■ TEXT
□ □ □ □

Solo exhibition by Jason Abma
“Hauntology suggests that our perception of the future is only conceivable by acting in retrospect to the past.1 My work presents a hypothetical future in which reality and virtual reality haunt each other in one simultaneous space. This future holds no strong grasp in reality, nor virtuality. Although focusing within this digital realm, the binary relationship of past and present is consequently blurred in my work as well.
My work starts digitally, as I create fabricated, virtual scenes. Moving forward, I combine this digital imagery with traditional practices such as painting, copper plate etching, or collagraph. Process is important in establishing the timeless, historical authority of my work. These techniques bring the digital images into a relatable context with regards to reality. The human touch creates memory about space, blurring reality and time.
My work portrays future real estate, in a world where space is limited. In this future, the only way to store your valuables is by uploading these tangible objects into the digital realm. For example, the houseplant is a recurring motif in my work, used as the stand in for the figure in these digitized spaces, and acting as the value of life transcending into digital storage. Similarly, aged television sets appear in juxtaposition to the houseplant, opening a dialogue between the visceral body of the plant, and the haunting presence of history and technology. This relationship legitimizes the character of the houseplant as the hopeless figure in a fabricated world.

□ □ □ □

■ DATA FOR REVIEW
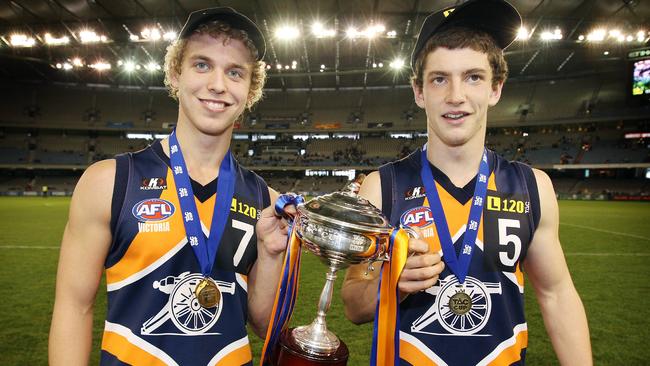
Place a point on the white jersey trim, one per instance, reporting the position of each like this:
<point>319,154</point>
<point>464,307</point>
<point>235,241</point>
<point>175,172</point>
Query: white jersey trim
<point>227,350</point>
<point>139,342</point>
<point>422,348</point>
<point>503,345</point>
<point>147,270</point>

□ □ □ □

■ ACTION ITEM
Answer these questions from the exhibition statement above.
(a) What does hauntology suggest about our perception of the future?
(b) Which traditional practices are combined with the digital imagery?
(c) Which recurring motif stands in for the figure in the digitized spaces?

■ TASK OUTPUT
(a) Hauntology suggests that our perception of the future is only conceivable by acting in retrospect to the past.
(b) Painting, copper plate etching, and collagraph.
(c) The houseplant.